_Exercise 1_
In the biography of Dr. Gorman-Smith below, where did she serve as a visiting scholar?
_Exercise 2_
Retype the stretch of the biography below from "Dr. Gorman-Smith has" through "family-focused preventive interventions.".
_Exercise 3_
What would come next in the biography of Dr. Gorman-Smith below? Write it, starting after its last sentence.

_Passage to read_

· · · · · · ·

Dr. Gorman-Smith has been or currently is principal or co-principal investigator on several longitudinal risk and preventive intervention studies funded by NICHD, NIDA, CDC-P, SAMHSA and the W.T. Grant Foundation. She currently serves as the incoming President for the Society for Prevention Research, in addition to her service on other national, state and university committees. She served as a visiting scholar at the Joint Center for Poverty Research at Northwestern University/University of Chicago. Dr. Gorman Smith has published extensively in areas related to youth violence, including the relationship between community characteristics, family functioning and aggression and violence, including partner violence and the impact of family-focused preventive interventions.

· · · · · · ·

_Excerpted data_
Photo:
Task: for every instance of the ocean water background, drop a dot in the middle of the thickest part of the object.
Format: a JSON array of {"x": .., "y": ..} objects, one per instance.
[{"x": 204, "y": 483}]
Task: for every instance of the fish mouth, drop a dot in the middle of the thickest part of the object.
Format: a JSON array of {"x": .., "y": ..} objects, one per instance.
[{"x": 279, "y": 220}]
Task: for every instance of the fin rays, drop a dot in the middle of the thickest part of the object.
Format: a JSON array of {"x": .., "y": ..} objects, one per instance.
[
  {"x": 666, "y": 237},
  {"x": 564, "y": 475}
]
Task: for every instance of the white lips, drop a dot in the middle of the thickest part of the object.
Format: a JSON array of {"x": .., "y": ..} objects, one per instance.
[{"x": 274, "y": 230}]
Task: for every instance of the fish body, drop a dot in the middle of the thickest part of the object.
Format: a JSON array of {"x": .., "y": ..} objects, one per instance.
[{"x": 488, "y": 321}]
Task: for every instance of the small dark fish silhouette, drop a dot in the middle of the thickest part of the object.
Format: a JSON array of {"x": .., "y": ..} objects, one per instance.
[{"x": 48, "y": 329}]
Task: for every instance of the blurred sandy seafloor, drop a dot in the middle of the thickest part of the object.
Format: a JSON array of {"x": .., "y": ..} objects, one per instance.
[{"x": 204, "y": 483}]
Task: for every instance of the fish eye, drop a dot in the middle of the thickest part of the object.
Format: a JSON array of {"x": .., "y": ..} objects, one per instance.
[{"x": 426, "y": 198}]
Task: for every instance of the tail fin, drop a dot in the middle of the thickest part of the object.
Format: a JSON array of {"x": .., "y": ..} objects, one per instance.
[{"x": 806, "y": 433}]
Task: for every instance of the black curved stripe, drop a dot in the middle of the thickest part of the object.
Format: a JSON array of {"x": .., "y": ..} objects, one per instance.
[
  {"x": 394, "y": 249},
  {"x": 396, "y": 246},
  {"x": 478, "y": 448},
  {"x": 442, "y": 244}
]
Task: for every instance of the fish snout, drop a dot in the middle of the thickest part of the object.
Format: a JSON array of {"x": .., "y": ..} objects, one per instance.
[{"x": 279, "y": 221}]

· · · · · · ·

_Reply 1_
At the Joint Center for Poverty Research at Northwestern University/University of Chicago.

_Reply 2_
Dr. Gorman-Smith has been or currently is principal or co-principal investigator on several longitudinal risk and preventive intervention studies funded by NICHD, NIDA, CDC-P, SAMHSA and the W.T. Grant Foundation. She currently serves as the incoming President for the Society for Prevention Research, in addition to her service on other national, state and university committees. She served as a visiting scholar at the Joint Center for Poverty Research at Northwestern University/University of Chicago. Dr. Gorman Smith has published extensively in areas related to youth violence, including the relationship between community characteristics, family functioning and aggression and violence, including partner violence and the impact of family-focused preventive interventions.

_Reply 3_
Kim Cassel

Kim Cassel joined the Coalition for Evidence Based Policy in 2011 and currently serves as its Project Leader. She has conducted evidence reviews for a wide range of audiences, including federal officials, foundation leaders, and social service providers. Prior to joining the Coalition, Ms. Cassel was a Research Analyst at the Institute for Juvenile Research at the University of Illinois-Chicago and then Chapin Hall at the University of Chicago, where she coordinated data operations for federally-funded longitudinal research studies focused on the prevention of aggression and violence for inner city youth, including a large randomized controlled trial of a school-based universal intervention. In addition to these responsibilities, she carried out evidence reviews for the Coalition starting in 2009. Ms. Cassel holds Bachelor of Arts degrees in Psychology and German from Wake Forest University.